## WHAT THE EXERCISE ASKS
Lay out the part of the listing that runs from the line containing "Put a point on the overcast" through the end of the listing as a JSON list of strings, one string per line and blank lines left out. Omit the pictures.

## Location labeling records
···

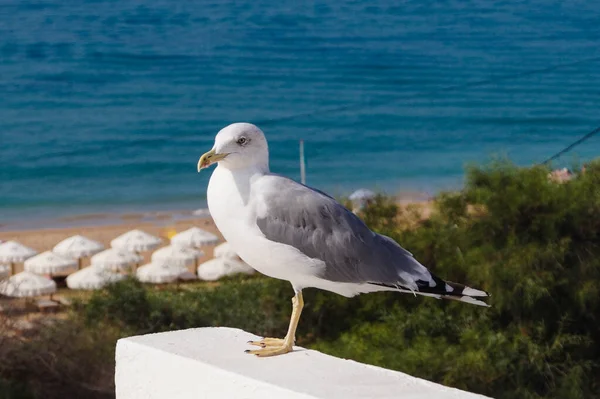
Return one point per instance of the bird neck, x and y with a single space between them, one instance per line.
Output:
241 177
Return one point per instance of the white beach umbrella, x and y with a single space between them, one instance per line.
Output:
217 268
177 256
136 241
202 212
12 252
92 278
78 247
194 237
115 259
362 194
225 250
27 284
159 273
50 263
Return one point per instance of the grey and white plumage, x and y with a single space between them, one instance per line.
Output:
290 231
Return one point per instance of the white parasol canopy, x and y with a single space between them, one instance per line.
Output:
176 256
217 268
115 259
194 237
362 194
50 263
225 250
159 273
202 212
78 247
14 252
27 284
92 278
136 241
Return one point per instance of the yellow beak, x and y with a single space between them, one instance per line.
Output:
209 158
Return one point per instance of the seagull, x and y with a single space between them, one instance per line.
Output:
292 232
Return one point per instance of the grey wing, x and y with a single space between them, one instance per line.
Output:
321 228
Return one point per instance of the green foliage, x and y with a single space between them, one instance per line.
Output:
532 243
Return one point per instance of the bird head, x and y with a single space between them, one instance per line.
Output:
239 145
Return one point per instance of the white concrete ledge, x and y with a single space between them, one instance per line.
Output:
211 363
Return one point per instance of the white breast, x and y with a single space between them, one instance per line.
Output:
228 202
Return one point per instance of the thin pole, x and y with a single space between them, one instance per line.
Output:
302 164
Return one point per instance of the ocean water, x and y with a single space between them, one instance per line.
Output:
107 105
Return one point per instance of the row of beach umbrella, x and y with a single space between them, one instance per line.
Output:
106 265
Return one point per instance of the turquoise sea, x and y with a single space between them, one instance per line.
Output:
105 106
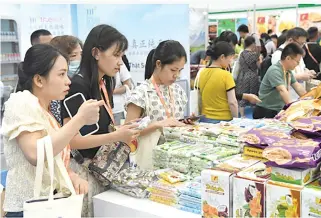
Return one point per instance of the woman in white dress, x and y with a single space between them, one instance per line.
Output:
27 118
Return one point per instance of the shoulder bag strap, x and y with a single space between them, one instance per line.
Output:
39 168
313 58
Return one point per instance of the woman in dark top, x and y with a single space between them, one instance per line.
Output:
101 60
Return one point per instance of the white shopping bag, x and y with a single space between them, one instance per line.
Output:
52 206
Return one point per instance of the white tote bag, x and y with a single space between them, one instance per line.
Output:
52 206
195 96
143 156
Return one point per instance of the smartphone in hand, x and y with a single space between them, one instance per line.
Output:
72 104
192 118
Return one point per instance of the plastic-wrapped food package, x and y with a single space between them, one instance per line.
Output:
198 164
132 191
190 201
188 209
300 109
161 153
228 140
293 153
192 189
163 200
134 182
171 176
180 159
164 192
309 126
217 153
133 177
277 125
262 137
247 123
232 130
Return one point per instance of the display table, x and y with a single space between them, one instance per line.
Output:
115 204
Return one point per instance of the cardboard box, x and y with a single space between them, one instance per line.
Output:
283 200
295 176
311 200
249 188
217 193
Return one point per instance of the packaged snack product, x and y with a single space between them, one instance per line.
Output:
262 137
293 153
300 109
310 126
311 200
283 200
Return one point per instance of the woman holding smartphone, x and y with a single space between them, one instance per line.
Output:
27 118
166 99
101 60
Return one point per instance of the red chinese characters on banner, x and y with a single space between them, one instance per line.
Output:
261 20
304 17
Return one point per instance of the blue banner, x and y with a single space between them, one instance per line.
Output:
144 26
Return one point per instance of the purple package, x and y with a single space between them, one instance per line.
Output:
309 126
293 153
261 138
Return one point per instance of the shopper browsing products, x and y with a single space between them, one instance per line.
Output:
301 73
27 118
274 90
101 60
217 86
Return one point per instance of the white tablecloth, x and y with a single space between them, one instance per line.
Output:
115 204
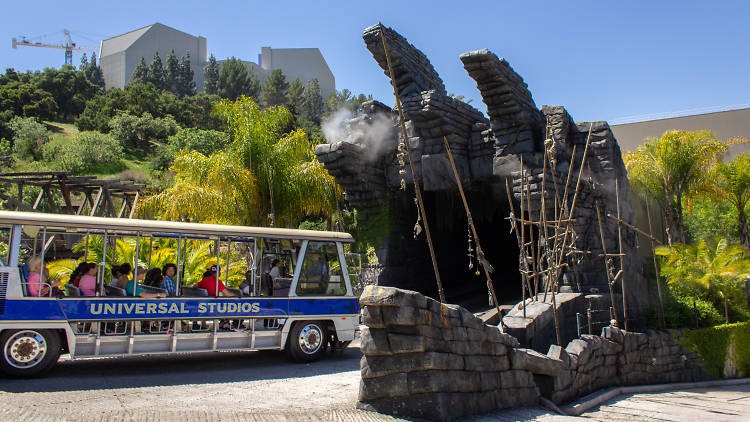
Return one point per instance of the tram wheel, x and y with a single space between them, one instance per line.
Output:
307 341
27 353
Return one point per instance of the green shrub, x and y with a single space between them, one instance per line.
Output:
89 152
134 132
204 141
712 346
28 137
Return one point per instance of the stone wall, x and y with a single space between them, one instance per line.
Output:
488 151
424 359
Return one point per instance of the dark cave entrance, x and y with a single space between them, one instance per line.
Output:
408 263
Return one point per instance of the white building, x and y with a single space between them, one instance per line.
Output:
119 55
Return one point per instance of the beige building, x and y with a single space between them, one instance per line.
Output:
725 125
118 57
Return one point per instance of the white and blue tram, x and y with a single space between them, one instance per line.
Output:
302 314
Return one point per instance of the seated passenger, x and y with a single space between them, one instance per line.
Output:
210 282
168 282
133 288
34 285
246 287
153 278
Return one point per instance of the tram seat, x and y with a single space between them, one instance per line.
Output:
151 289
194 292
237 292
114 291
72 290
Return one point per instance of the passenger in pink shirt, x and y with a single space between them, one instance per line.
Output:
34 285
87 284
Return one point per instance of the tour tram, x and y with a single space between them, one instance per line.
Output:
307 307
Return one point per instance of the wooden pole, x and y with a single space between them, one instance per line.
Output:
480 254
606 261
656 267
417 190
619 250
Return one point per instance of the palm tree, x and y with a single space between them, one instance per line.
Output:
732 183
673 166
717 270
213 189
291 182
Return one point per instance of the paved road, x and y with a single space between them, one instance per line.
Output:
264 386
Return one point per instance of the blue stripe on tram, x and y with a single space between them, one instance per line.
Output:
137 308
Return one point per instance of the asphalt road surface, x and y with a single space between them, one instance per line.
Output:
265 386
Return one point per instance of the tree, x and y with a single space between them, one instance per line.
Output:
172 74
28 137
291 182
94 73
140 73
185 84
312 102
712 271
294 96
235 80
211 76
274 91
213 189
156 73
673 166
732 183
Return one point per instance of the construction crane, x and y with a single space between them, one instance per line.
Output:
69 45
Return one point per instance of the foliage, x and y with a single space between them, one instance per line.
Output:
92 71
139 132
292 183
69 88
712 346
732 184
28 137
274 90
211 76
294 96
90 152
710 272
27 100
204 141
236 80
213 189
345 100
671 167
312 102
709 218
140 73
137 99
156 74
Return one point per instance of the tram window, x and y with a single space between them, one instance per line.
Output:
4 246
321 271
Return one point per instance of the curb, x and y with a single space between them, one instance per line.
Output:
594 400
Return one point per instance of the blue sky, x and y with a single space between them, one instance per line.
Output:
602 60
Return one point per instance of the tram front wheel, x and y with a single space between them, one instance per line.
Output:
28 352
307 341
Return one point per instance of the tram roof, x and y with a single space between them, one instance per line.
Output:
128 225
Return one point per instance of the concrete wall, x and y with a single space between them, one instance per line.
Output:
120 55
725 125
424 359
303 63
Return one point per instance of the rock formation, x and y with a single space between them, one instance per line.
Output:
487 151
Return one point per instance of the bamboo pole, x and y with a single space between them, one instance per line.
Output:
656 267
606 261
480 254
622 267
417 190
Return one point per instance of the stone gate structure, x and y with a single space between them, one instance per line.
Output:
488 150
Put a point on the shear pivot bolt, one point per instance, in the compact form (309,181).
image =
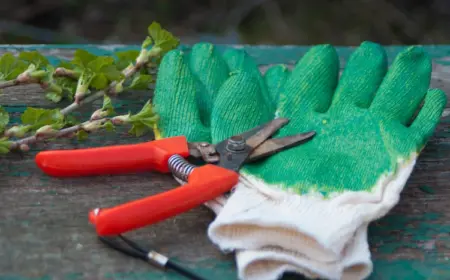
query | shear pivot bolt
(236,143)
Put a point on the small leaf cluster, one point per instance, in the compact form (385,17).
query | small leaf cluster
(77,78)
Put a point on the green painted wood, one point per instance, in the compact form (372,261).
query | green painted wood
(44,232)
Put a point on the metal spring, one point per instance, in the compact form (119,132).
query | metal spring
(180,168)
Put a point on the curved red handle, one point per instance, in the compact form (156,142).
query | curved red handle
(117,159)
(205,183)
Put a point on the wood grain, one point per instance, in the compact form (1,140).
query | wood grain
(44,231)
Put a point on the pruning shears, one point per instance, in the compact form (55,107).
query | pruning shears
(217,176)
(203,183)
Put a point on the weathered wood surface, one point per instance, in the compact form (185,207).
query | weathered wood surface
(44,231)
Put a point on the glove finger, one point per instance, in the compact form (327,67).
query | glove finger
(175,100)
(404,86)
(240,60)
(429,115)
(239,106)
(361,77)
(211,71)
(311,84)
(275,78)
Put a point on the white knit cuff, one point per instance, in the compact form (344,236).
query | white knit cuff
(257,216)
(271,263)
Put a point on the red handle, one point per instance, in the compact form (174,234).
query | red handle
(205,183)
(149,156)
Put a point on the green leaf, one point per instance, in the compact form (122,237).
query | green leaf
(125,58)
(68,85)
(82,58)
(4,119)
(71,120)
(10,67)
(98,63)
(147,42)
(162,38)
(100,81)
(143,121)
(108,126)
(54,96)
(141,82)
(4,145)
(66,64)
(37,117)
(82,135)
(112,73)
(104,72)
(138,129)
(107,105)
(35,58)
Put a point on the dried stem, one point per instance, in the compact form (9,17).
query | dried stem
(7,84)
(128,72)
(69,131)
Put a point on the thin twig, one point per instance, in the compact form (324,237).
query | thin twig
(60,134)
(10,83)
(128,72)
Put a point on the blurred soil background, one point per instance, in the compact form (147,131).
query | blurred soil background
(339,22)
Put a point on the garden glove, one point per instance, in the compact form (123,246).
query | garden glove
(307,209)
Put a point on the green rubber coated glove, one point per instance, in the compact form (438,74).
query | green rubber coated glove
(307,209)
(188,83)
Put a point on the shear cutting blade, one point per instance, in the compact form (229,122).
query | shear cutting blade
(272,146)
(265,132)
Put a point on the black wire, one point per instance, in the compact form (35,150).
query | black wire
(183,271)
(137,251)
(133,244)
(124,250)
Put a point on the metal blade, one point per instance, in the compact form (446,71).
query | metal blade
(276,145)
(266,132)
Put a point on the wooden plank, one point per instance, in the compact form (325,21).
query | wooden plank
(44,233)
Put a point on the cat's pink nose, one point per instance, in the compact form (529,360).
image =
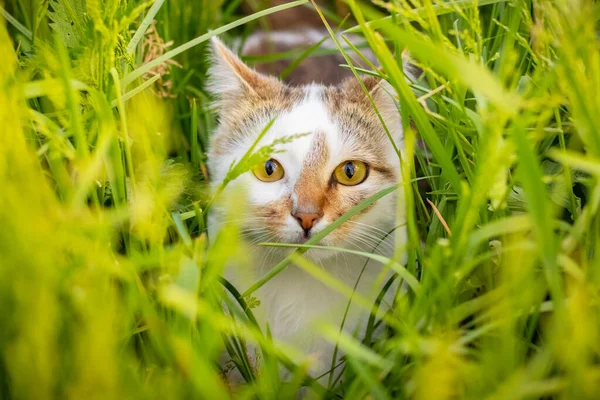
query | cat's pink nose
(306,220)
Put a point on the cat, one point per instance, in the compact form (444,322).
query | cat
(341,156)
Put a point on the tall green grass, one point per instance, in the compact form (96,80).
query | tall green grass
(111,286)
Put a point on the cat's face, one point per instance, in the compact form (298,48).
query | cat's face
(342,156)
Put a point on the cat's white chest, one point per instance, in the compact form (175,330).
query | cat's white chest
(297,306)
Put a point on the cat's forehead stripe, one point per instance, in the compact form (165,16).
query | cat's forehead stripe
(308,190)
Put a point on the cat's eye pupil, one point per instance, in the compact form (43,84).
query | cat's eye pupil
(349,170)
(270,167)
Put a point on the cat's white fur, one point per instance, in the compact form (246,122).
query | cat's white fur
(293,301)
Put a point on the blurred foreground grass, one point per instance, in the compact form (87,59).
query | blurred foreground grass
(110,287)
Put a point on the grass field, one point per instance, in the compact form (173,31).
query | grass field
(110,285)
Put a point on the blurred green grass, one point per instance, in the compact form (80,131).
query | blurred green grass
(110,285)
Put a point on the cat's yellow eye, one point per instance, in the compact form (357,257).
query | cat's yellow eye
(350,173)
(270,171)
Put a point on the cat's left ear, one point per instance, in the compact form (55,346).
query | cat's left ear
(230,78)
(386,100)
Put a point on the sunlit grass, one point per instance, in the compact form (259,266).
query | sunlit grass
(111,283)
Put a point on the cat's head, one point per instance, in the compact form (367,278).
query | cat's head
(342,156)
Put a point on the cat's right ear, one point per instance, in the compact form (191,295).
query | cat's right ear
(230,78)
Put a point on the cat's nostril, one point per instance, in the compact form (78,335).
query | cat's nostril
(306,220)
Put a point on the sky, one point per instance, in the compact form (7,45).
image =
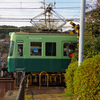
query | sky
(69,9)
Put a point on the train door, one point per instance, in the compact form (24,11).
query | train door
(65,59)
(19,60)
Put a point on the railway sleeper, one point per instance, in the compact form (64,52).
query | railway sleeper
(44,79)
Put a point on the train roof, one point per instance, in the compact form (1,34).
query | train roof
(45,33)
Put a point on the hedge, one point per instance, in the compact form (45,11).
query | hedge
(87,79)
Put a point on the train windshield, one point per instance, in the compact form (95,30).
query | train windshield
(50,49)
(11,48)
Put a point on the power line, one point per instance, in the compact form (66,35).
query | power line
(39,2)
(43,8)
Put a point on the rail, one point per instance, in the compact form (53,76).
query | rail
(21,92)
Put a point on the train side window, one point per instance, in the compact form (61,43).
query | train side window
(11,48)
(50,49)
(36,49)
(20,49)
(65,49)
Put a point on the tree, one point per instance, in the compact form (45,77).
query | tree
(92,23)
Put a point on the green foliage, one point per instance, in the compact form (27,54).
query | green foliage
(69,78)
(2,36)
(92,24)
(87,79)
(74,57)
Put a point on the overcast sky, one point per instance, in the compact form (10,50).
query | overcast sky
(72,10)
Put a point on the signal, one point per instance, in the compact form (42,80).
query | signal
(71,49)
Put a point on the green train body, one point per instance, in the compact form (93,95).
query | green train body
(37,52)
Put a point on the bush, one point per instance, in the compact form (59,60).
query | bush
(69,78)
(87,79)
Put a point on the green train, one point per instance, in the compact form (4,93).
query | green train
(37,52)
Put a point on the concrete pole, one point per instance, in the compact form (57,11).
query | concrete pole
(81,37)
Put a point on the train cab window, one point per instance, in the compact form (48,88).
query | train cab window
(50,49)
(20,49)
(65,49)
(36,49)
(11,48)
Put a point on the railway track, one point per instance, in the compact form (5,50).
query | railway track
(27,88)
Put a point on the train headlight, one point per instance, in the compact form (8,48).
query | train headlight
(71,49)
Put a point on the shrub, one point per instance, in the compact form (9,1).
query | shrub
(87,79)
(69,78)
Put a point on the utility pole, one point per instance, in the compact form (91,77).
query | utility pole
(81,37)
(45,13)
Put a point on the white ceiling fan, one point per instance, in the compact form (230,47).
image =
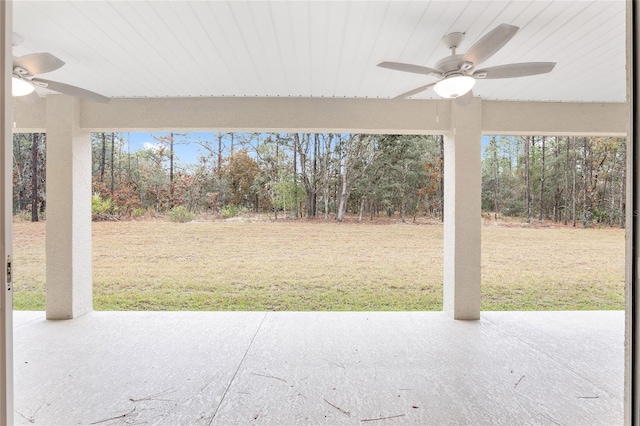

···

## TASK RESPONSE
[
  "Put a point on the overcast sky, one point per instance, in the compact form (10,50).",
  "query | overcast sky",
  "(72,10)",
  "Put a point on the signal, one point per instance, in the compact form (42,80).",
  "query | signal",
  "(71,49)",
  "Put a point on the green train body, one point per instance, in the compact form (93,95).",
  "query | green train body",
  "(37,52)",
  "Put a point on the bush, one point per instance, in the compact form (59,60).",
  "query | bush",
  "(69,78)",
  "(87,79)",
  "Put a point on the green train, one point per instance, in the compact form (4,93).",
  "query | green train",
  "(37,52)",
  "Put a point on the concrete pole, one point per instance, in the compact form (57,11).",
  "query | concrete pole",
  "(81,37)",
  "Put a point on the train cab window, one point per instance, in the compact form (48,88).",
  "query | train cab window",
  "(50,49)",
  "(20,49)",
  "(65,49)",
  "(36,49)",
  "(11,48)",
  "Put a point on the railway track, one point per instance, in the compact form (5,50).",
  "query | railway track",
  "(27,88)",
  "Put a point on the train headlight, one point per instance, in the compact form (8,48).",
  "query | train headlight",
  "(71,49)",
  "Put a point on the shrub, one point per instance, in the compact form (9,1).",
  "query | shrub",
  "(87,79)",
  "(69,78)",
  "Put a point on the utility pole, one point per instance, in the compact form (91,77).",
  "query | utility pole",
  "(81,37)",
  "(45,13)",
  "Put a point on the white ceiling fan, one point per instance, in the compact form (230,47).",
  "image ="
]